> **Exercise inputs**:
++++++++++++++++++++

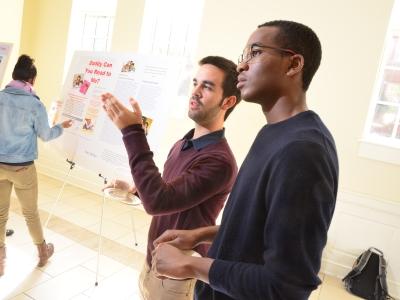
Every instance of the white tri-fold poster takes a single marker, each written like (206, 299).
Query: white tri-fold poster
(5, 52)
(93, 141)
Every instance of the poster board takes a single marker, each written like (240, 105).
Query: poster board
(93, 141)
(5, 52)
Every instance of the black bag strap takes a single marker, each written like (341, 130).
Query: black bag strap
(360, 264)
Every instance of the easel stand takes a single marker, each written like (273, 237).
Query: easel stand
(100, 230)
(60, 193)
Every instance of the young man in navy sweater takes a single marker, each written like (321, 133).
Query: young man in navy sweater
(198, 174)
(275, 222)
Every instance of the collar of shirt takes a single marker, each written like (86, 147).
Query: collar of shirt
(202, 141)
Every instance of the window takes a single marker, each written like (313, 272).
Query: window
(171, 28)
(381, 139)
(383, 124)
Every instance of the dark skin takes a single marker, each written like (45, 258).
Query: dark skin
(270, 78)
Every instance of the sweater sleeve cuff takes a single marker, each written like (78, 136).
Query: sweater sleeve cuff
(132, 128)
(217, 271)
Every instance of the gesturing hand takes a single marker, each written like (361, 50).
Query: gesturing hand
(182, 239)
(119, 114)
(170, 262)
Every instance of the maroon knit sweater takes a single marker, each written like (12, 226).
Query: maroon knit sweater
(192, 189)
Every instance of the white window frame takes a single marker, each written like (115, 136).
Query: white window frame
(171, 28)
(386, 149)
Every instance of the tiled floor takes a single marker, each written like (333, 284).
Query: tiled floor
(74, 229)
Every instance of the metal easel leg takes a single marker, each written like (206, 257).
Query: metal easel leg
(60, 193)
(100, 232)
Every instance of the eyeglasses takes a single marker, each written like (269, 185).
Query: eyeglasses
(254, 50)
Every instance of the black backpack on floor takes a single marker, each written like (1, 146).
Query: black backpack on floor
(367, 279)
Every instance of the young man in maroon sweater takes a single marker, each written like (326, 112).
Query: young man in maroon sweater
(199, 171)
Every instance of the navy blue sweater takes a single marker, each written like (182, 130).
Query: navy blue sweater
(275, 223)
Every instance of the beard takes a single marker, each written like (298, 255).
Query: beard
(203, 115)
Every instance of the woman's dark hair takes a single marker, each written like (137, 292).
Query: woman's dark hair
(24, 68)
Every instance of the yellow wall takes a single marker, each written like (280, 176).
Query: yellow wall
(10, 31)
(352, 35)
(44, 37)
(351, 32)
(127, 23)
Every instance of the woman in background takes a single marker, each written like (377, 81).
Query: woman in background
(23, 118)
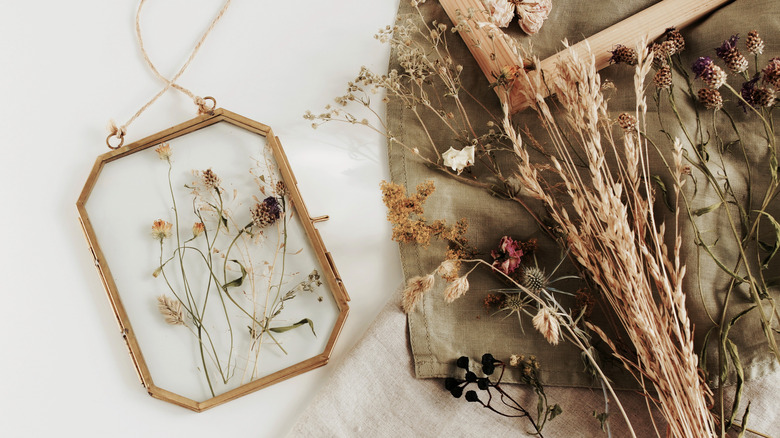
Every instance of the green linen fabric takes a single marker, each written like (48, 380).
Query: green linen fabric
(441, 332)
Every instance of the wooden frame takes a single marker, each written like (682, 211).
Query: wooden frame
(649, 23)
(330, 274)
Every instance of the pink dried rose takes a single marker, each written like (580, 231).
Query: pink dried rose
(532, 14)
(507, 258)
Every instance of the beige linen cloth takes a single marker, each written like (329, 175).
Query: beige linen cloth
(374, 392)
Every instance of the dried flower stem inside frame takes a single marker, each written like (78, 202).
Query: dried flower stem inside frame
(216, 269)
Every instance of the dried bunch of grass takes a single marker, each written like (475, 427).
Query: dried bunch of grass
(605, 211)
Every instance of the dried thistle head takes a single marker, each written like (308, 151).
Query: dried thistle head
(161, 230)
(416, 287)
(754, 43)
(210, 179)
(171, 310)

++++++++++++++++++++

> **Short exercise**:
Repeat the data exactly, without the pictures.

> **Output**:
Every instance of the white tri-fold poster takes a single marker, each written like (206, 299).
Query: white tri-fold poster
(5, 52)
(93, 141)
Every instance of the poster board takes a single marker, each written like (240, 105).
Query: poster board
(93, 141)
(5, 52)
Every instance of the black bag strap takes a single marker, each written like (341, 130).
Query: black bag strap
(360, 264)
Every instance of the easel stand takes a single marker, each written like (273, 237).
Query: easel stand
(100, 230)
(60, 193)
Every instance of the young man in navy sweater takes a single marker, each written like (321, 133).
Query: young man in navy sweater
(198, 174)
(275, 222)
Every instance of the collar of shirt takes a single marker, each written like (86, 147).
Query: collar of shirt
(202, 141)
Every instance of the window takes a single marker, each written like (313, 272).
Query: window
(171, 28)
(381, 139)
(383, 124)
Every instance of the dark skin takes a single marker, each written like (45, 258).
Query: dark skin
(270, 78)
Every instance of the sweater sleeve cuff takes a single marker, each written like (78, 136).
Query: sweater sleeve cuff
(132, 128)
(217, 271)
Every instance of the gesturing hand takes a single marker, each written like (361, 50).
Query: gesturing hand
(182, 239)
(119, 114)
(170, 262)
Every instance of the maroon knit sweater takes a single marker, each written like (12, 226).
Query: maroon knit sweater
(192, 189)
Every instance of the white window frame takes a single marker, each written like (115, 136).
Query: white window frame
(171, 28)
(386, 149)
Every instance of the tiled floor takes a single marker, each written like (333, 284).
Query: tiled floor
(74, 229)
Every instance of the metal easel leg takes a single marker, each written like (206, 257).
Query: metal easel leg
(60, 193)
(100, 232)
Every instance of the eyeglasses takes a single marker, each written like (269, 185).
Query: eyeglasses
(254, 50)
Every instance of the black backpack on floor takes a single marker, each written like (1, 146).
Query: black backpack on floor
(367, 279)
Every instance of the young man in maroon sweater takes a single marker, each written like (326, 112).
Query: young man in maroon sweater
(199, 171)
Every instance of the navy blue sweater takes a single marker, each written like (182, 130).
Query: navy blue sweater
(275, 223)
Every instance of the beard takes a single marker, each written like (298, 255).
Query: beard
(203, 115)
Every instance of the woman's dark hair takes a single marker, each written like (137, 292).
Query: woman's dark hair
(24, 68)
Every instance of the yellow wall takes a single marker, each written like (280, 176).
Query: yellow wall
(10, 31)
(352, 35)
(44, 37)
(351, 32)
(127, 23)
Every instance of the woman in background takes a single marker, each written like (377, 81).
Query: woman in background
(23, 118)
Every instance of the green linen fabric takes a single marker, each written like (48, 380).
Query: green linen fabric
(441, 332)
Every instance of the wooden frame takes a single marker, each written like (682, 211).
Query: wooden frame
(649, 23)
(330, 274)
Every instance of the pink dried rose takes a single marker, each written like (580, 231).
Query: pink dried rose
(532, 14)
(507, 258)
Every instance of the beige linen cloth takes a single marker, each written like (329, 175).
Query: beige linen cloth
(374, 392)
Every instance of the dried flower stem inside frame takes a single marker, each written like (78, 202).
Query: dried flower stem inside frame
(216, 269)
Every instance of the dried bunch of grass takes a single marker, each written like (475, 427).
Query: dried bunch of grass
(605, 211)
Every instance of the dried thistle head takes a single marker, each written like (308, 151).
Query: dried thistle head
(161, 230)
(416, 287)
(754, 43)
(210, 179)
(171, 310)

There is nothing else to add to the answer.